**DATASET ROWS:**
Start
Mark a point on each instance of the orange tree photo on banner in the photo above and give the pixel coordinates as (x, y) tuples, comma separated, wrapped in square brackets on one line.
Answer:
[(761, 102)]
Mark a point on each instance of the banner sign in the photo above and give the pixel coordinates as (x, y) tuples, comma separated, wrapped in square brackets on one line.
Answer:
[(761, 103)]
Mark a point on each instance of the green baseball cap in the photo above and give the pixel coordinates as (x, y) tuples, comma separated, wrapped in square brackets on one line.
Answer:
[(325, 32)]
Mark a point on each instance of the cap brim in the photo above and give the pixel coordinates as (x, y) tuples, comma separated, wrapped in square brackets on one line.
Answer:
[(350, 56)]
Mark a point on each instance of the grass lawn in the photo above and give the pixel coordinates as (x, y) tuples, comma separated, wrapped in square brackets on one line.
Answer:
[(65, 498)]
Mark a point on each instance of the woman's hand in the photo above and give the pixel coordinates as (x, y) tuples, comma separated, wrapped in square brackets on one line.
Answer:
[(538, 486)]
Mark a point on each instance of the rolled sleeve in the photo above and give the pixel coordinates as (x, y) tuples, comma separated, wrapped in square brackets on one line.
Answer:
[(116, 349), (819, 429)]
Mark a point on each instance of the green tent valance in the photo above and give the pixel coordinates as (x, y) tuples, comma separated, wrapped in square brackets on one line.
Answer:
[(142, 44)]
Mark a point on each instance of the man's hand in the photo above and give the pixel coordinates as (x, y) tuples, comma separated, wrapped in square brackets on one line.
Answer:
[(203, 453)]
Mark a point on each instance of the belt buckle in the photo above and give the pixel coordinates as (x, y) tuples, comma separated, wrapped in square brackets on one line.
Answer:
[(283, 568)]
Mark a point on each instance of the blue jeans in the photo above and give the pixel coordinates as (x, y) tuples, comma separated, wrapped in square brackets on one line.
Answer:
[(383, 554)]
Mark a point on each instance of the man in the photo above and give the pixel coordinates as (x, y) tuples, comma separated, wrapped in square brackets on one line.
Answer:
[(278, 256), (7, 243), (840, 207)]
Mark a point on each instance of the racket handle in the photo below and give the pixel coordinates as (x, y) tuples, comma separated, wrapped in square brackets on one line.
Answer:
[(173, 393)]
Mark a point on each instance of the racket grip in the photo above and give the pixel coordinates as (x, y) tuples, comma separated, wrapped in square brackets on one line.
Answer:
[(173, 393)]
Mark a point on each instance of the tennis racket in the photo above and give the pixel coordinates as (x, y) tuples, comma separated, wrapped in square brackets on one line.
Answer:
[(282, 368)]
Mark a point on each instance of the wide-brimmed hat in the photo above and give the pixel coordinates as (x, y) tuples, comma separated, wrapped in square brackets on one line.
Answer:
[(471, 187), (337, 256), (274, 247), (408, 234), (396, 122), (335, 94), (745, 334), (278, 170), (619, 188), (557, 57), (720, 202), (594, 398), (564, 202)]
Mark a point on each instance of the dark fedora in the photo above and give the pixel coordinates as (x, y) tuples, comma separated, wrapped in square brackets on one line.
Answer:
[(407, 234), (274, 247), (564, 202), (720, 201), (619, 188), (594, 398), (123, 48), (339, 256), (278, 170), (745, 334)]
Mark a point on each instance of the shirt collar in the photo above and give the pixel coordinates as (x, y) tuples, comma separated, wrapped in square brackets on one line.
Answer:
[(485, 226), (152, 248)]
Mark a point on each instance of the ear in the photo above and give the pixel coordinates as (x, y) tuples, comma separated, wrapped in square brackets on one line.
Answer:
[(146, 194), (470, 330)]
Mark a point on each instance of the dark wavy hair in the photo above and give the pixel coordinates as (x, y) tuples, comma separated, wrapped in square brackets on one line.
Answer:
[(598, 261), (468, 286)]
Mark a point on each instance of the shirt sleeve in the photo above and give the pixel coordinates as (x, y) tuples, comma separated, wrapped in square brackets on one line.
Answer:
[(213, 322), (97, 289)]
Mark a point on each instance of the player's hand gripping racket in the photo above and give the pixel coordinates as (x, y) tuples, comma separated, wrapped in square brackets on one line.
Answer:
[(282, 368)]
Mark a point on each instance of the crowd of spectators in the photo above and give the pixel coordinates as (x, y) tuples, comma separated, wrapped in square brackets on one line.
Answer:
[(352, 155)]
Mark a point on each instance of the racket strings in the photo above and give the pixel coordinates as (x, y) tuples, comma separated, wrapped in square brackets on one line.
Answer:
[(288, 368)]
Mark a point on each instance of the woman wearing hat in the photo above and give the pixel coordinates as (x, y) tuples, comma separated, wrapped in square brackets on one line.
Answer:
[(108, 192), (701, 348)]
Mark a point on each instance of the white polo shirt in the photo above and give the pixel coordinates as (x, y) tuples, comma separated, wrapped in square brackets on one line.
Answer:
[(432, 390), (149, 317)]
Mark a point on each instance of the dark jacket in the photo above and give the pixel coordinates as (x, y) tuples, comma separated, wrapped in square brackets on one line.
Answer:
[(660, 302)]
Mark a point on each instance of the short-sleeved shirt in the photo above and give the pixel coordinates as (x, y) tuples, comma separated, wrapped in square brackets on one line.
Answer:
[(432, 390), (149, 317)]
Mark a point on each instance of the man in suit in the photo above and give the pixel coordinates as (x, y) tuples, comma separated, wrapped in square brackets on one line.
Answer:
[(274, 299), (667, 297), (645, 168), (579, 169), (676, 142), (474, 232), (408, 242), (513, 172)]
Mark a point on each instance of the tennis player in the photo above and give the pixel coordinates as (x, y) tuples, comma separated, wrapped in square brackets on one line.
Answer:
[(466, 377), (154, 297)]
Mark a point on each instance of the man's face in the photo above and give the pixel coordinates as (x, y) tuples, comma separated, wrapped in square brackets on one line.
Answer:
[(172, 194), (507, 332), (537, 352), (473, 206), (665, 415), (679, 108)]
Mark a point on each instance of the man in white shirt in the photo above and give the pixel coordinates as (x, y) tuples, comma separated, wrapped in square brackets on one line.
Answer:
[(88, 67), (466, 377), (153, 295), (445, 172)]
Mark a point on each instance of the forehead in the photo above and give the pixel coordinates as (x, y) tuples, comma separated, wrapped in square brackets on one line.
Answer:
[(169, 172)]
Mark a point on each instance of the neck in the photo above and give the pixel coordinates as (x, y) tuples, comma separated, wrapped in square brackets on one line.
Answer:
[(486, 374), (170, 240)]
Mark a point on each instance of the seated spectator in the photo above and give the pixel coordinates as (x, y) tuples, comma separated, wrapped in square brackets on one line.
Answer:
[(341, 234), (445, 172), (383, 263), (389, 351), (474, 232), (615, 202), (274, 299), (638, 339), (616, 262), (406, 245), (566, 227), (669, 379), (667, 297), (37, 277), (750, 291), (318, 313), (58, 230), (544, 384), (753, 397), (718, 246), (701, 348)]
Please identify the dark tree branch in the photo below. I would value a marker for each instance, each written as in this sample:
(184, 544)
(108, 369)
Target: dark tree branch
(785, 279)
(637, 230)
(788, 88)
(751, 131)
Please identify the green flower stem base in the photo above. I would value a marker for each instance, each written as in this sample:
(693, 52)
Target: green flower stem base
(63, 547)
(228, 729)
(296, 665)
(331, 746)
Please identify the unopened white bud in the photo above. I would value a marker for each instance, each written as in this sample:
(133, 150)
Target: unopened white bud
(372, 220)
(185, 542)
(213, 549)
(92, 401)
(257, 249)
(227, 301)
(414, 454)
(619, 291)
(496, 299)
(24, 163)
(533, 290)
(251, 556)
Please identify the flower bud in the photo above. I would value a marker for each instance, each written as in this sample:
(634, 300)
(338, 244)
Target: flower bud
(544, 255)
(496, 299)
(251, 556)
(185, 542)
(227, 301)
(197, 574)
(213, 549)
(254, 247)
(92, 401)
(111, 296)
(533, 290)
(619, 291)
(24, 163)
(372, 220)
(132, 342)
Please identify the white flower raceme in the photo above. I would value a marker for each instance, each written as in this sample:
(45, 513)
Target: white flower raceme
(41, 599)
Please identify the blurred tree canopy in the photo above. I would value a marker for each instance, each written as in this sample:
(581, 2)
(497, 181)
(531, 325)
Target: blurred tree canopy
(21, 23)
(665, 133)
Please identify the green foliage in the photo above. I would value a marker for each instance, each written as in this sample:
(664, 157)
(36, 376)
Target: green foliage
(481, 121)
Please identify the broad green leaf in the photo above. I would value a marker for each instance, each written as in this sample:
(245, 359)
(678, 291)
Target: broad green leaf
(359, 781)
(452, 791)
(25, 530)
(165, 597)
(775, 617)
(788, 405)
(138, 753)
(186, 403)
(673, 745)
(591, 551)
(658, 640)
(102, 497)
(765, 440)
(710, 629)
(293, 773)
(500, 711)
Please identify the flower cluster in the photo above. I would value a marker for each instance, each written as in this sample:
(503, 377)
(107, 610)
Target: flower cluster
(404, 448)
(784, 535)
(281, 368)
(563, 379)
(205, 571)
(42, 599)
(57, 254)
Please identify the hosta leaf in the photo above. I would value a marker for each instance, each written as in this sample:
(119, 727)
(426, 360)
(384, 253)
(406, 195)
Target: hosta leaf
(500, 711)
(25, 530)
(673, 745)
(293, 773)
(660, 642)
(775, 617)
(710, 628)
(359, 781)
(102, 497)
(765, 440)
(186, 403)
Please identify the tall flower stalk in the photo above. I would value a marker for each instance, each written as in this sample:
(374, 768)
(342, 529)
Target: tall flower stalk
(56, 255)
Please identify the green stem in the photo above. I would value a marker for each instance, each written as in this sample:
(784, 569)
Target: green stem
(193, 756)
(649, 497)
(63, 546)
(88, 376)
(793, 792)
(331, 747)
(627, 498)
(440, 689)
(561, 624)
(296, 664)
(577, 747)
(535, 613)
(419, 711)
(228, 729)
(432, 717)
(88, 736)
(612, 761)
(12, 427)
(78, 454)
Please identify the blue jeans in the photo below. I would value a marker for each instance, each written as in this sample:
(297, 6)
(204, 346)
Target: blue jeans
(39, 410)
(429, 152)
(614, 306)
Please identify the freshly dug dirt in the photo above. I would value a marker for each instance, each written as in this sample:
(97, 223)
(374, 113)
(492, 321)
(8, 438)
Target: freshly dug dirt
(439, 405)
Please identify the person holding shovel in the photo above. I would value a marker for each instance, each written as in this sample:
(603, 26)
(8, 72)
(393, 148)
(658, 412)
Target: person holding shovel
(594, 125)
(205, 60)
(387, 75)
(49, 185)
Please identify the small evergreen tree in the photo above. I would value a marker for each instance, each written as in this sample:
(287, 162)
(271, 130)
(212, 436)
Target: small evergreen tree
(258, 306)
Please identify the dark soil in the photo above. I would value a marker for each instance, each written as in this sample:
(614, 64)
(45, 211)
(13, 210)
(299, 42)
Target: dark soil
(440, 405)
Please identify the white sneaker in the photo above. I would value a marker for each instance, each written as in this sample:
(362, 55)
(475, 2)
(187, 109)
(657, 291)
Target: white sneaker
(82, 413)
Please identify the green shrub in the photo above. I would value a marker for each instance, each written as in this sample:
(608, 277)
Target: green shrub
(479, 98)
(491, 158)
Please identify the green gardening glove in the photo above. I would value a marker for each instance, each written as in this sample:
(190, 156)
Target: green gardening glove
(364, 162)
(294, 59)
End
**EXERCISE DESCRIPTION:** Write out the records again from the line containing "Mark a point on each instance of the forehead" down to the line containing "[(486, 374), (170, 240)]", with "neck" swapped for "chin" and everything else left unchanged.

**COMPLETE OUTPUT:**
Mark a point on each instance of the forehead in the photo above and give the pixel coordinates as (x, y) tuples, comma separated, wrapped in square brackets on one line.
Answer:
[(169, 172)]
Mark a point on each instance of the chin in the photo above and give the pixel coordinates as (x, y) tuples, comma separated, wrapped in square brackets on one line.
Answer:
[(486, 374), (170, 240)]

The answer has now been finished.